What you need to do →
Copy exactly the run of lines that begins at the line with "Query: guitar soundhole" and ends at the final line of the entries.
..........
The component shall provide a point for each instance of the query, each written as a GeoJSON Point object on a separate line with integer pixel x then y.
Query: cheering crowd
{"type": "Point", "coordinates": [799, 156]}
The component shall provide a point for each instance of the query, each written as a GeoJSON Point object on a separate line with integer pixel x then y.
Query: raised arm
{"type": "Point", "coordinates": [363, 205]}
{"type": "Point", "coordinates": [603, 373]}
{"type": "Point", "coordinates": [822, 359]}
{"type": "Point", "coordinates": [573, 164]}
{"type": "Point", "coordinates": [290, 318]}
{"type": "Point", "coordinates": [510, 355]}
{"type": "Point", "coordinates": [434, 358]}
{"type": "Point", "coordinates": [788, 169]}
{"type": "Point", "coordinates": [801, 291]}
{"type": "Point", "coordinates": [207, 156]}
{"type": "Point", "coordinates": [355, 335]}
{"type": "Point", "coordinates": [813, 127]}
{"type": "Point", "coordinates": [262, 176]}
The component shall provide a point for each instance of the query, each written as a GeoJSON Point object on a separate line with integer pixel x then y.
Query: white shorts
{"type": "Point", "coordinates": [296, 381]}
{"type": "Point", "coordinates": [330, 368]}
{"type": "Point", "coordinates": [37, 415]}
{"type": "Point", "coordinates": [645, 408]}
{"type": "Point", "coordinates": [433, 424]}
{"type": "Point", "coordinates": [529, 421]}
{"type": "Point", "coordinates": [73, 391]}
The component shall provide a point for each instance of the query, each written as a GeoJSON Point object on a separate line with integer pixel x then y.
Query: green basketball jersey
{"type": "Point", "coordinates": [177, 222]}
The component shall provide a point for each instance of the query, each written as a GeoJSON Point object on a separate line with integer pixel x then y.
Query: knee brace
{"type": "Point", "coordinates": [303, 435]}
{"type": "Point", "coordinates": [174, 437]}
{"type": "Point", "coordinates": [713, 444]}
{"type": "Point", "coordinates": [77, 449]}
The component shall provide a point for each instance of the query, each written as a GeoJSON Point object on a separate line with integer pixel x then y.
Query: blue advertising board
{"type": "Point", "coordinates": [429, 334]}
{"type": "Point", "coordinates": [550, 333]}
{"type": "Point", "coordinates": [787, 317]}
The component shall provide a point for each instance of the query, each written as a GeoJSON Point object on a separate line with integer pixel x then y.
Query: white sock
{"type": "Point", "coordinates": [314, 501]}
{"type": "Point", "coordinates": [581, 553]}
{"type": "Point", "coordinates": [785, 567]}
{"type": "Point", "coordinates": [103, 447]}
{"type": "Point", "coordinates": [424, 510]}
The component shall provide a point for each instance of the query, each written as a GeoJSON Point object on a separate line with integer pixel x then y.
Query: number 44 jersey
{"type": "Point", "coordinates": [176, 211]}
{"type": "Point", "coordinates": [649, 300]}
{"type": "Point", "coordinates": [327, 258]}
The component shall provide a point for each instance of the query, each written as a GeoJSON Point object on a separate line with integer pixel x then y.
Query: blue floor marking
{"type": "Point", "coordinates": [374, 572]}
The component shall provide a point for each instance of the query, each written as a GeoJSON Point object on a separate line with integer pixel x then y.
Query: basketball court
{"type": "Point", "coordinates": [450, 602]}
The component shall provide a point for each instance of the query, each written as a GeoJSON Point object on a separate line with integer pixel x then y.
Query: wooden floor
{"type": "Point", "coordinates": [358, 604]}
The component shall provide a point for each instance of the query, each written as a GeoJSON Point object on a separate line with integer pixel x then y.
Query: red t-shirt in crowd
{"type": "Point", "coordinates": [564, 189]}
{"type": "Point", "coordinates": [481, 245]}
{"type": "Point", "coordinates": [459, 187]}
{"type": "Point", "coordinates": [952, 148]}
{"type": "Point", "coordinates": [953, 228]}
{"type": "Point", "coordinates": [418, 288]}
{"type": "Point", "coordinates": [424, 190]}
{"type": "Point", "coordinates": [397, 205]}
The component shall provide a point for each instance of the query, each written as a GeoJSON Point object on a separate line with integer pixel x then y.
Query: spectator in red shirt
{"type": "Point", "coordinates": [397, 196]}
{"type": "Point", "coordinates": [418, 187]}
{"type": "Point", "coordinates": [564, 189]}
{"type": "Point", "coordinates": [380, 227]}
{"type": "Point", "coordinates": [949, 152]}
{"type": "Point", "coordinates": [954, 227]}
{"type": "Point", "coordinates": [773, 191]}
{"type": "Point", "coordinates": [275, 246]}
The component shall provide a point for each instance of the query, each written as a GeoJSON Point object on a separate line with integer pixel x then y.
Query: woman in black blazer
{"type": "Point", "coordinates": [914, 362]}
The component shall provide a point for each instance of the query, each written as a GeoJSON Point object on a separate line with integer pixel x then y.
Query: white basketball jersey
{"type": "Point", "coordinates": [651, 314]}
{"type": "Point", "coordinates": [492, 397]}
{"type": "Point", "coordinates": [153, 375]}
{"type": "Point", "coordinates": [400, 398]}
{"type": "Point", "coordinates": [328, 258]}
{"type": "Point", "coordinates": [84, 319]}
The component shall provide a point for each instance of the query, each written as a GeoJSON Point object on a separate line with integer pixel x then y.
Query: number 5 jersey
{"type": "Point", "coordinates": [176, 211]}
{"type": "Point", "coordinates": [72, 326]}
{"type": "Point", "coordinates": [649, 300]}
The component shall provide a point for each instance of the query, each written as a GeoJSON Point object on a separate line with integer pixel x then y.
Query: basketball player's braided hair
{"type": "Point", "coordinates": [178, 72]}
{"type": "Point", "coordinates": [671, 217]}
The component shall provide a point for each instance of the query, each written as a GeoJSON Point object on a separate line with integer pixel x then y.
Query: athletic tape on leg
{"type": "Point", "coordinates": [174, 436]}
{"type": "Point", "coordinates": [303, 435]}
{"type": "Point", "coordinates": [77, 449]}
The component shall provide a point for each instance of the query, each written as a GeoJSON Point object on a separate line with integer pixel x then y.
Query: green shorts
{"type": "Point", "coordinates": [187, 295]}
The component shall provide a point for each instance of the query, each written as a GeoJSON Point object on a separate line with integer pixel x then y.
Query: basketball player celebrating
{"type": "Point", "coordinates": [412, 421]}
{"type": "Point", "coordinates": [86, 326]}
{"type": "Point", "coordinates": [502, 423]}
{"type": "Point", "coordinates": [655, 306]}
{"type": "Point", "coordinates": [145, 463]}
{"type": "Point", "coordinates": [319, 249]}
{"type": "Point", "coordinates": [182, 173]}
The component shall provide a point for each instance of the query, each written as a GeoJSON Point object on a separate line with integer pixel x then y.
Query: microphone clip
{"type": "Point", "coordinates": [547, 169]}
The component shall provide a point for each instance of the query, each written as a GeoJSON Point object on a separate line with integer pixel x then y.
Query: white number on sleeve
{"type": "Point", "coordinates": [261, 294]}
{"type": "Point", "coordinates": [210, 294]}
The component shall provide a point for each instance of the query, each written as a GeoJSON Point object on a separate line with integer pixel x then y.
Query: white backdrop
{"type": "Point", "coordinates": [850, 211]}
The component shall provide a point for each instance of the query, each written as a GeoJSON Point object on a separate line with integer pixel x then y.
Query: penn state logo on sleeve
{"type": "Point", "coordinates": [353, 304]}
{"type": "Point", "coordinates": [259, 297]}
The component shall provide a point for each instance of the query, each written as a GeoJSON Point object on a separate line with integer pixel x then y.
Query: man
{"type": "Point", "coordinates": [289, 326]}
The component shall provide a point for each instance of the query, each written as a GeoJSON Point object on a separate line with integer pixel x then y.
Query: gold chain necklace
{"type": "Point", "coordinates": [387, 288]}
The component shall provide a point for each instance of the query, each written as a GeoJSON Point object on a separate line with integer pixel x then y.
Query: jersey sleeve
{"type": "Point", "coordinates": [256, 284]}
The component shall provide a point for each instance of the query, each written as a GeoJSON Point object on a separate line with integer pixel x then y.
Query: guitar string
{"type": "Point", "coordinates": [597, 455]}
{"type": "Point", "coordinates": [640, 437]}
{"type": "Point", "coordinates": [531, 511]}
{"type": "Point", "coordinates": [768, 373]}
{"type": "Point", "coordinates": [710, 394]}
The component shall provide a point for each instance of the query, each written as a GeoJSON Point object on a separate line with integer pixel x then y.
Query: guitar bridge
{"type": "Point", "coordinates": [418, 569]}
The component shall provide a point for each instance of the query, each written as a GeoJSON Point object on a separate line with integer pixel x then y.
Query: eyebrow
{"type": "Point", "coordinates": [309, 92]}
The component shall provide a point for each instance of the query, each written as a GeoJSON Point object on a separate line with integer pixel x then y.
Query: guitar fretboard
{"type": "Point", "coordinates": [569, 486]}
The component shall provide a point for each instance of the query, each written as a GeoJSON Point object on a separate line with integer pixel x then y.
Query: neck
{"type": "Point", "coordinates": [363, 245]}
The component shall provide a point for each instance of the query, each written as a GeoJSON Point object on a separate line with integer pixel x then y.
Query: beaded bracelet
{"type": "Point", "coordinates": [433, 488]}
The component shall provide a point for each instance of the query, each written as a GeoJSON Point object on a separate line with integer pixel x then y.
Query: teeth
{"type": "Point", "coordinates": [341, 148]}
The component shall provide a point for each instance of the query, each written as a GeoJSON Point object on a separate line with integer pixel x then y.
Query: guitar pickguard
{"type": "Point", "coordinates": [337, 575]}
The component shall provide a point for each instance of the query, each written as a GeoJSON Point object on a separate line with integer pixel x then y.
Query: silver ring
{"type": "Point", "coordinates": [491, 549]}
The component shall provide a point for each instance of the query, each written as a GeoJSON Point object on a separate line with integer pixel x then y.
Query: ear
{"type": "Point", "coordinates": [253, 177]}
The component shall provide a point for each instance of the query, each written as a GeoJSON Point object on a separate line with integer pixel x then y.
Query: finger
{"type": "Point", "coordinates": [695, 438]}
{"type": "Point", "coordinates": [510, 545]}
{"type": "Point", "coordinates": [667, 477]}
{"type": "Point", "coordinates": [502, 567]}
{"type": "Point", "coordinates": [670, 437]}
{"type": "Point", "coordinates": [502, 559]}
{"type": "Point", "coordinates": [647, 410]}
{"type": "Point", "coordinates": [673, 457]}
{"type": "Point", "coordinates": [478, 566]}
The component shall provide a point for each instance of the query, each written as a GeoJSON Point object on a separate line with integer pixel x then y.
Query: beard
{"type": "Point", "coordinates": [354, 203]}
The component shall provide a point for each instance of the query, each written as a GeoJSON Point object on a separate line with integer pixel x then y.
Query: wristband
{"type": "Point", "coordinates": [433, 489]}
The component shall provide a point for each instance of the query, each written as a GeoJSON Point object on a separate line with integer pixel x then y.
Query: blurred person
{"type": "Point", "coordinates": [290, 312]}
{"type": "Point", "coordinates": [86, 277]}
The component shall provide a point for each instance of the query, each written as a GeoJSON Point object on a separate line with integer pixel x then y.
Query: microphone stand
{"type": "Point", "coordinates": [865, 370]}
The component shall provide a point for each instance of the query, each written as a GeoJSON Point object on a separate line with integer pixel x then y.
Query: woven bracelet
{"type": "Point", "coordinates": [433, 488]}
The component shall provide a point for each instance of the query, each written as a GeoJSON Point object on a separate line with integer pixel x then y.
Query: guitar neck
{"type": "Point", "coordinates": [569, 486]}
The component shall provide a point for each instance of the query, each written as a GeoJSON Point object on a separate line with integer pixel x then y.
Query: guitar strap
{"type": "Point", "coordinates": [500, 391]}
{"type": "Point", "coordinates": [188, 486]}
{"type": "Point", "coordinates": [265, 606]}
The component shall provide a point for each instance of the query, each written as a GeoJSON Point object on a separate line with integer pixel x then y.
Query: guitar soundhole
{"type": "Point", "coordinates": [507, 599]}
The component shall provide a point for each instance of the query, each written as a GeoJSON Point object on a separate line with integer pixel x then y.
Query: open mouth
..........
Exercise result →
Query: guitar soundhole
{"type": "Point", "coordinates": [507, 599]}
The component shall provide a point for each instance of the query, each written as a GeoJSON Point object on a separate line with integer pixel x then y.
Query: open mouth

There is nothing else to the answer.